EXERCISE DESCRIPTION — Go through the data below and copy it exactly, skipping every picture.

PROVIDED INFORMATION START

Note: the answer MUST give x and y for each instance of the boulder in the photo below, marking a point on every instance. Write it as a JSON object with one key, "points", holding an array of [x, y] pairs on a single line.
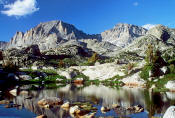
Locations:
{"points": [[74, 109], [134, 80], [170, 85], [12, 76], [79, 81], [164, 69], [4, 102], [25, 77], [65, 105], [69, 74], [104, 109], [13, 92], [34, 68], [170, 112], [50, 101], [33, 49], [42, 116]]}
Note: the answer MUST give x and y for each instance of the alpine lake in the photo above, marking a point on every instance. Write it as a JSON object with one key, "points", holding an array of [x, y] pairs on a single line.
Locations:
{"points": [[27, 97]]}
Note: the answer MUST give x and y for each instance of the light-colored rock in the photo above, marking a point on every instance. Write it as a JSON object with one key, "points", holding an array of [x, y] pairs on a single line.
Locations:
{"points": [[153, 86], [4, 102], [42, 116], [164, 69], [170, 112], [51, 101], [69, 74], [170, 85], [65, 105], [134, 80], [48, 35], [25, 77], [101, 72], [97, 63], [151, 74], [123, 34], [74, 109], [13, 76], [104, 109], [13, 92], [34, 68]]}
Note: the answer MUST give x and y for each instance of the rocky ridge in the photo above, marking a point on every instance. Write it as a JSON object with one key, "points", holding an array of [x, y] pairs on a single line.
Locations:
{"points": [[3, 45], [123, 34], [54, 34]]}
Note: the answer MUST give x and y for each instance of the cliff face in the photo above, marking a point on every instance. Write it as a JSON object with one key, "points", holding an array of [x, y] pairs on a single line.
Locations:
{"points": [[52, 34], [123, 34], [3, 45], [48, 35]]}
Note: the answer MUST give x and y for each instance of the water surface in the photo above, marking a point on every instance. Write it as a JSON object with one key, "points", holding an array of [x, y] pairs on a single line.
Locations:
{"points": [[155, 104]]}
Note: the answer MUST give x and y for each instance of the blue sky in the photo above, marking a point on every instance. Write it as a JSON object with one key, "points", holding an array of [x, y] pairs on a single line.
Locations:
{"points": [[91, 16]]}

PROVIDED INFORMATION END

WRITTEN REPLY —
Note: the answer MUST give x and y for each instance of the boulder in the photo below, marking a point on every instance. Write it as a JSON object with one key, "points", holding an array of [x, y] pairs on a single line.
Locations:
{"points": [[74, 109], [134, 80], [170, 85], [12, 76], [79, 81], [164, 69], [4, 102], [25, 77], [65, 105], [69, 74], [104, 109], [13, 92], [34, 68], [170, 112], [50, 101], [33, 49], [42, 116]]}
Note: the answer MUST give x and y for each instance of the alpine lake in the photo above, marking a point on every instance. Write it as a JSON object with one key, "points", holding an array of [x, y] pairs on a single line.
Locations:
{"points": [[27, 97]]}
Note: the answer MUST give x and y for each instance of the light-colored rock in the photo above, marking a point on every instance. Write it as a JSON object with one key, "points", holding an array of [x, y] pairs on a single line.
Locations:
{"points": [[153, 86], [4, 102], [42, 116], [164, 69], [170, 112], [51, 101], [69, 74], [170, 85], [65, 105], [134, 80], [48, 35], [25, 77], [101, 72], [97, 63], [151, 74], [123, 34], [74, 109], [13, 76], [104, 109], [13, 92], [34, 68]]}
Note: the answer MUST give x and y for each instance of the rocky ridge in the photo above, marking a point on every instance. Write it as a JSON object with one key, "points", holding an array of [x, y] pairs on a single line.
Locations:
{"points": [[3, 45], [123, 34], [54, 34]]}
Note: the answer MUST give x and y for each instance of the cliff face in the photo above, marking a point on every instance. Write it as a JSON object with one key, "points", holding an array of [x, y] pairs on a single line.
Locations:
{"points": [[52, 34], [123, 34], [3, 45], [48, 35]]}
Note: the answer MUST give x and y for each instance of the water surface in the photo above, marking a point on every instance. Write it as a JSON object with one key, "points", holding an array of [x, y] pairs on a single line.
Locations:
{"points": [[155, 104]]}
Note: the answer MUST give x and y for each instance of the blue sky in the photo above, marking a point on every instance. Write it as a JSON object with one key, "points", holding an array of [x, y] pairs on a single line.
Locations:
{"points": [[91, 16]]}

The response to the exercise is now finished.